What the task requires = Write out again only the lines running from the one that contains "Where can you spot the firefighter?" to the end of the records below, including both the first and the last.

(Coordinate labeling data)

=-=-=

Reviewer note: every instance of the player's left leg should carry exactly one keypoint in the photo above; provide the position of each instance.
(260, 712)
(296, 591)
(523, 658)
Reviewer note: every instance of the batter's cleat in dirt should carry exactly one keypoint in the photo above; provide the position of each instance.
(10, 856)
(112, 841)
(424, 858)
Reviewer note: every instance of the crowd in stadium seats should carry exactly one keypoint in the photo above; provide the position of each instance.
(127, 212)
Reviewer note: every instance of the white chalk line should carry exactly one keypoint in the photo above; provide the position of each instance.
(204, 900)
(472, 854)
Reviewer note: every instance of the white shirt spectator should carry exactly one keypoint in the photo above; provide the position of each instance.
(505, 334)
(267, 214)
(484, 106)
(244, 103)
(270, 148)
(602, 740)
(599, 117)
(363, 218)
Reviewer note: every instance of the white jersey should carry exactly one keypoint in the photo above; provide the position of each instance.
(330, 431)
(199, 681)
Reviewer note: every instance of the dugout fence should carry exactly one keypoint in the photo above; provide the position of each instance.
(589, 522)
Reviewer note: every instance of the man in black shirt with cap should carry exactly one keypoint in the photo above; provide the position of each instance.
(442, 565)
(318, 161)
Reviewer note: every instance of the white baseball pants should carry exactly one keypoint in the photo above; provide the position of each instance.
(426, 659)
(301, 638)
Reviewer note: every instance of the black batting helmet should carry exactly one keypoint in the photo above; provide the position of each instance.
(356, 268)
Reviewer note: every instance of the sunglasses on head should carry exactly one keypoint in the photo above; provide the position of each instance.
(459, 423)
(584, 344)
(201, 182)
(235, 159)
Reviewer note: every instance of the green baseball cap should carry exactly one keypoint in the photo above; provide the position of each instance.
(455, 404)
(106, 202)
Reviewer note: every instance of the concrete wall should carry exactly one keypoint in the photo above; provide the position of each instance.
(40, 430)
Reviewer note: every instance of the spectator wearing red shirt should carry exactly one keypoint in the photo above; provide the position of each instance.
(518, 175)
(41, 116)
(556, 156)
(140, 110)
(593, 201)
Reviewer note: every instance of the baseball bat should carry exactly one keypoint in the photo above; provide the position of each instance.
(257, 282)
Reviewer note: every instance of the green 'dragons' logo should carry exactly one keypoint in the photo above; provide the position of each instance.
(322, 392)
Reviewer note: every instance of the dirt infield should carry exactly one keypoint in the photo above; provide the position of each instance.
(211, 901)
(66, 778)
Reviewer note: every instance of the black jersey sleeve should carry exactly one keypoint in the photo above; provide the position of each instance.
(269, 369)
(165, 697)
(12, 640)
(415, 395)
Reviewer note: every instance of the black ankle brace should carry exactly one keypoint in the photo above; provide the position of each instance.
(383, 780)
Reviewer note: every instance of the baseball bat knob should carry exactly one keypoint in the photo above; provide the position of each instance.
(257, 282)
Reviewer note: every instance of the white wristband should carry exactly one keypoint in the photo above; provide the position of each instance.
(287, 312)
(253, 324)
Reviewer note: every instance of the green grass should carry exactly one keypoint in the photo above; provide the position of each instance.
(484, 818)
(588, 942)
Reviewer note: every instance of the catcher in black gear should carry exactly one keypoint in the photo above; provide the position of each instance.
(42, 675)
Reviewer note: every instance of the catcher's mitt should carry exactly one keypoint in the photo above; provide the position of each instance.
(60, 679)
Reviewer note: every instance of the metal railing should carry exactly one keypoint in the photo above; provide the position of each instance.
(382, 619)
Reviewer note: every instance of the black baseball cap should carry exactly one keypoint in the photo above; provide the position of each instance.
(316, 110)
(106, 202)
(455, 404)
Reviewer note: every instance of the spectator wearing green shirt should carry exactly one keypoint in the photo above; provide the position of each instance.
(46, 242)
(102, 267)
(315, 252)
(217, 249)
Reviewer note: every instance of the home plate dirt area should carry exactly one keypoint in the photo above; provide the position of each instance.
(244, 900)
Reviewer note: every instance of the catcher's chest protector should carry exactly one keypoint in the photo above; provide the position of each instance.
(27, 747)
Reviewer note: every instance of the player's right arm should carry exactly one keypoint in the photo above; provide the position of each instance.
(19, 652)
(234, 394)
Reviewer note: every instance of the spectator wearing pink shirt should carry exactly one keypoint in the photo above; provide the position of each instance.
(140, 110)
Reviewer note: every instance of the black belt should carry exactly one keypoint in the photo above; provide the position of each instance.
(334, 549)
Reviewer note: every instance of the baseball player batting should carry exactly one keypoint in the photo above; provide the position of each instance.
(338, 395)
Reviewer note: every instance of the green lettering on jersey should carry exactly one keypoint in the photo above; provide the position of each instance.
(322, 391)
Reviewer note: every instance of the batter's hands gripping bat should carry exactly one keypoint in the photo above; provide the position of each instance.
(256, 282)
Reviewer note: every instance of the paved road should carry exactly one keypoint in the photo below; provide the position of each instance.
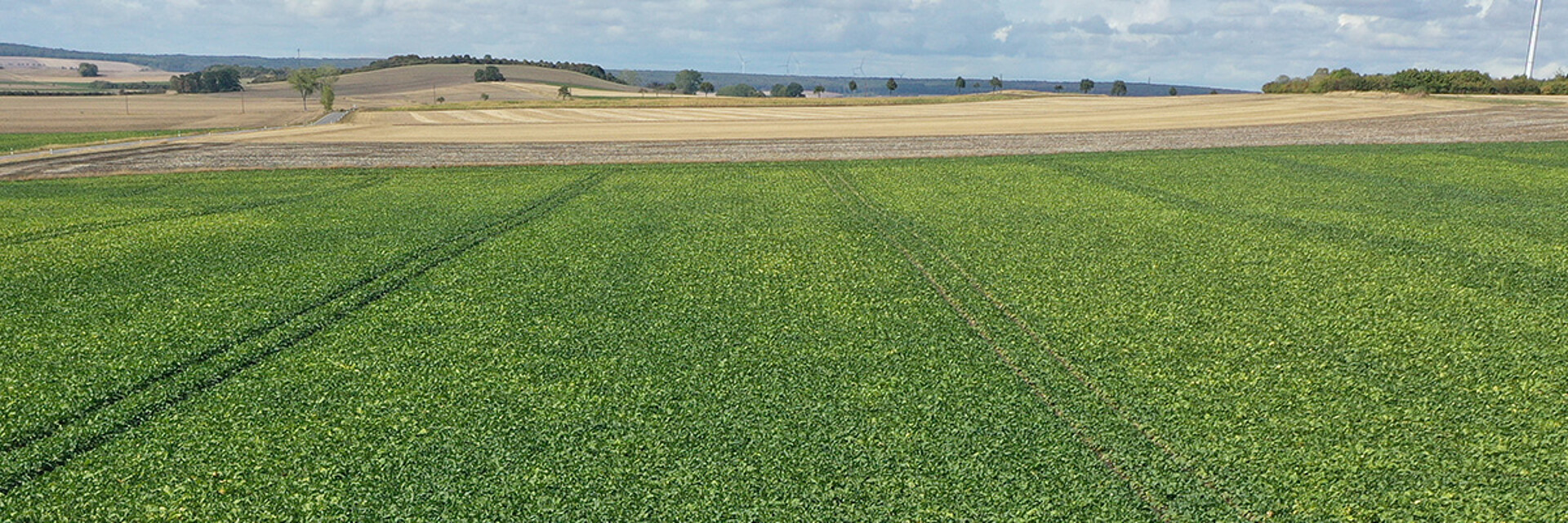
(1486, 124)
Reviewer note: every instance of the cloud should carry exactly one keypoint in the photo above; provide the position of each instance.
(1230, 42)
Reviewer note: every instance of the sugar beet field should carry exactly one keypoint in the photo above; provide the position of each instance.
(1348, 333)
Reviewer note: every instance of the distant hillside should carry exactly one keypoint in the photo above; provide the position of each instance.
(925, 87)
(180, 63)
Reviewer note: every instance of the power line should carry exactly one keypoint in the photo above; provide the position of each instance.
(1535, 32)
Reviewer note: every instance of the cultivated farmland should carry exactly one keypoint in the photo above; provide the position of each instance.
(1220, 335)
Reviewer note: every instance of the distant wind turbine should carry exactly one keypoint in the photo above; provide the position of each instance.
(1535, 32)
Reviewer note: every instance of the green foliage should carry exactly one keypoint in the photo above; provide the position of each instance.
(741, 90)
(1329, 333)
(211, 80)
(630, 78)
(792, 90)
(328, 96)
(305, 82)
(1409, 80)
(687, 80)
(416, 60)
(308, 82)
(488, 74)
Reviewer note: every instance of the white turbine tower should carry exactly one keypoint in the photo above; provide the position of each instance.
(1535, 32)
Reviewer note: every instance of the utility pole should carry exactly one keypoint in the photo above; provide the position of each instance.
(1535, 32)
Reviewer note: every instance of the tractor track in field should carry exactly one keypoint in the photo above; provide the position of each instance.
(1503, 123)
(95, 226)
(1510, 279)
(884, 223)
(57, 442)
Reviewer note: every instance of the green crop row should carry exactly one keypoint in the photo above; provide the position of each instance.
(1288, 335)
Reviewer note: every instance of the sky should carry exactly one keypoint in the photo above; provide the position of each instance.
(1209, 42)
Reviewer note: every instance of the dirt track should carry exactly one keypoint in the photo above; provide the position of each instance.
(1501, 123)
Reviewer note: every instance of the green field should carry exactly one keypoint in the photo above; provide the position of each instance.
(1351, 333)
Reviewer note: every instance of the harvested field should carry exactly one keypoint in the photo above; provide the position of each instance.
(1036, 115)
(1498, 123)
(276, 104)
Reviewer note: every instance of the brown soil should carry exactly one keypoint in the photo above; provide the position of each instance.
(1499, 123)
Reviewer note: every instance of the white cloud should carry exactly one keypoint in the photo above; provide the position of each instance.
(1000, 35)
(1228, 42)
(1484, 5)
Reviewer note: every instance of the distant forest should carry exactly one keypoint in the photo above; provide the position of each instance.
(274, 69)
(416, 60)
(1418, 80)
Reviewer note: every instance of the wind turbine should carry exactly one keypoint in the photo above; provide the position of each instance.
(1535, 32)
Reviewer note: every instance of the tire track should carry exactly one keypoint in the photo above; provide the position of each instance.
(1079, 431)
(1079, 376)
(95, 226)
(1509, 279)
(56, 443)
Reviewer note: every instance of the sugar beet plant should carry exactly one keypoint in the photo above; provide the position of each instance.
(1239, 335)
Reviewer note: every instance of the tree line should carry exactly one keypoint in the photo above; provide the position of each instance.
(216, 79)
(1416, 80)
(416, 60)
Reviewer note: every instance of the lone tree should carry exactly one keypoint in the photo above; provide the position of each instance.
(328, 96)
(488, 74)
(739, 90)
(305, 82)
(313, 80)
(687, 80)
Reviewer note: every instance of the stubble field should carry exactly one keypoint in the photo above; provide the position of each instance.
(1220, 335)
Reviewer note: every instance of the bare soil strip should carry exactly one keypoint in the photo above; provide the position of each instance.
(1501, 123)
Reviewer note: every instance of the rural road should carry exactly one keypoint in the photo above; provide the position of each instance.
(1503, 123)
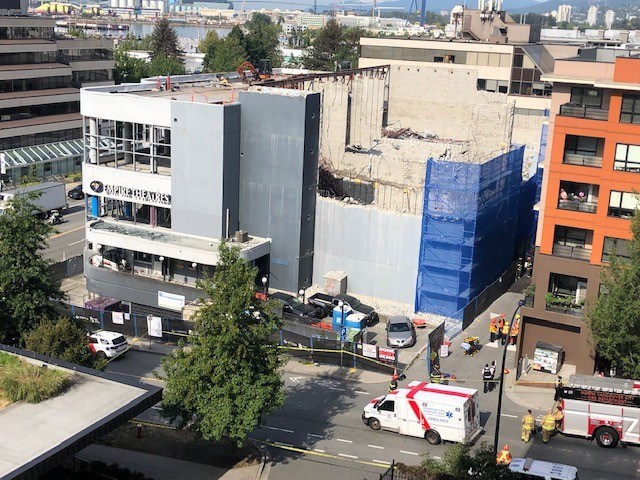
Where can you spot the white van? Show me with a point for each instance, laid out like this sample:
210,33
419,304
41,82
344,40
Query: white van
542,469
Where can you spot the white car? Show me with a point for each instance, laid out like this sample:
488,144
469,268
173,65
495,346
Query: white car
107,344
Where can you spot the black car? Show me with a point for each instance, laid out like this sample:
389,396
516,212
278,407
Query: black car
291,304
76,193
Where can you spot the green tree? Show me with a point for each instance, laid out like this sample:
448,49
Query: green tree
324,52
162,65
63,339
27,292
128,69
229,55
164,40
460,463
614,318
228,378
261,40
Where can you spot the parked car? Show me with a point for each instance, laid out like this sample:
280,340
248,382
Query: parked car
106,344
76,193
329,302
291,304
400,332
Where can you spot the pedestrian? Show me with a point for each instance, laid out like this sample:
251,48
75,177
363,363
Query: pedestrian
486,377
504,457
515,330
558,394
559,416
505,332
493,330
492,369
528,426
548,426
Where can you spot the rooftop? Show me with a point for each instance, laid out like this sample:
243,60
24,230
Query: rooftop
50,431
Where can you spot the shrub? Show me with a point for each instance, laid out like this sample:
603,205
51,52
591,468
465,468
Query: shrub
25,382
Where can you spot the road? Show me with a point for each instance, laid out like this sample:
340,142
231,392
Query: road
319,433
68,241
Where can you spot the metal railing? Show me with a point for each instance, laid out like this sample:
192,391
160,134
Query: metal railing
579,253
582,159
580,111
578,206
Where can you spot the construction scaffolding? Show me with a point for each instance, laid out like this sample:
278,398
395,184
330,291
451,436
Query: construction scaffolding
469,223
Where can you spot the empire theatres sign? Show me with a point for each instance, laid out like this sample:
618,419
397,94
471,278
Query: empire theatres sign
132,194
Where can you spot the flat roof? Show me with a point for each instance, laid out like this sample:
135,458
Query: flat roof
36,437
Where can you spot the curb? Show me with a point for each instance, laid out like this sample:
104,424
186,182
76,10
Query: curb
265,467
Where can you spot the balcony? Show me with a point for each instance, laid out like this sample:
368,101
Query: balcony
579,253
586,160
579,111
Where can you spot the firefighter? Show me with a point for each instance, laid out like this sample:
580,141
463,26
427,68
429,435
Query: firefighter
528,426
548,426
505,332
493,330
515,329
393,385
436,375
559,416
504,457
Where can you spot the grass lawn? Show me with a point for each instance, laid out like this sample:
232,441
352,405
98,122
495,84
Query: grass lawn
180,444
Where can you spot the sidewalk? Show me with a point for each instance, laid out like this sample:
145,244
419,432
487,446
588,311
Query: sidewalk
165,468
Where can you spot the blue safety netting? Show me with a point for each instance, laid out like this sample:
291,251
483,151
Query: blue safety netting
469,225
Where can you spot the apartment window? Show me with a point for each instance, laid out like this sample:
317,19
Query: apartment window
622,204
590,97
627,158
617,246
630,112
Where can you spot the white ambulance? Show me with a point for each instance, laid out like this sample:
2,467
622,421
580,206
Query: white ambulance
427,410
607,409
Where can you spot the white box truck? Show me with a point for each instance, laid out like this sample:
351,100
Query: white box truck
607,409
52,196
431,411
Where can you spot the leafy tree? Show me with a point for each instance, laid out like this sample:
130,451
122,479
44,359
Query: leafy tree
27,292
615,317
261,40
164,40
162,65
128,69
63,339
229,55
323,54
228,378
460,463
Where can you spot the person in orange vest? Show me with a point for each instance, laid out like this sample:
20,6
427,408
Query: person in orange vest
504,457
505,332
493,329
515,330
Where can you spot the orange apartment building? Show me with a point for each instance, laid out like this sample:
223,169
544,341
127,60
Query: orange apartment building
591,170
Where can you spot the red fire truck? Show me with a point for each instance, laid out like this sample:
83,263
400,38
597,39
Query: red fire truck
607,409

=-=-=

Response =
Where can you spot the firefighter? Show me with a point for each instance, laid out like this sample:
580,141
463,26
427,68
429,435
Query: firefighter
528,426
548,426
505,332
493,330
515,329
393,385
436,375
559,416
504,457
Where can you spot the grass lawn? Show me with a point for each instance, laid out like this sample:
232,441
352,405
98,122
495,84
Query: grass lawn
180,444
Where can you spot the sidewalk? Show me with a point for each instance, laid out like this sample:
145,244
419,432
487,446
588,311
Query: sidewalk
165,468
Where can you spot the blue safety netting? Show me with a point for each instance, laid out like this sample:
291,251
483,151
Query: blue safety netting
469,225
Where can you spot the apartment window? Show me with a point for each instance, laid out like this sample:
317,19
Query: apartment window
622,204
590,97
627,158
617,246
630,112
Where can you spot the white ambulance? Show me with a point for each instance, laid out like this sample:
2,467
622,421
580,206
Query: white ambulance
427,410
607,409
Where can you spot the white box truck? Show me with a point for each instance, laid out like this sample:
351,100
Query: white box truck
607,409
52,196
431,411
Where can you spot the leafy tree? Show me with a point for each instance, laid out like this sample:
130,451
122,479
44,359
Query: leafy tree
27,292
615,317
261,40
164,40
162,65
128,69
63,339
229,55
323,54
228,378
460,463
Where can you spot the person in orange vest? Show me with a point for each instance, laid out like this sample:
20,6
427,408
Query: person in orange vest
504,457
505,332
493,329
515,330
Where can you spot the orange apartment building? Show me with a point for each instance, laid out like this sample:
223,169
544,341
127,60
Query: orange apartment building
591,170
Where can you spot the red fire truck? Show me with a point for each instance, laid out like this sample:
83,263
400,38
597,39
Query: red fire truck
607,409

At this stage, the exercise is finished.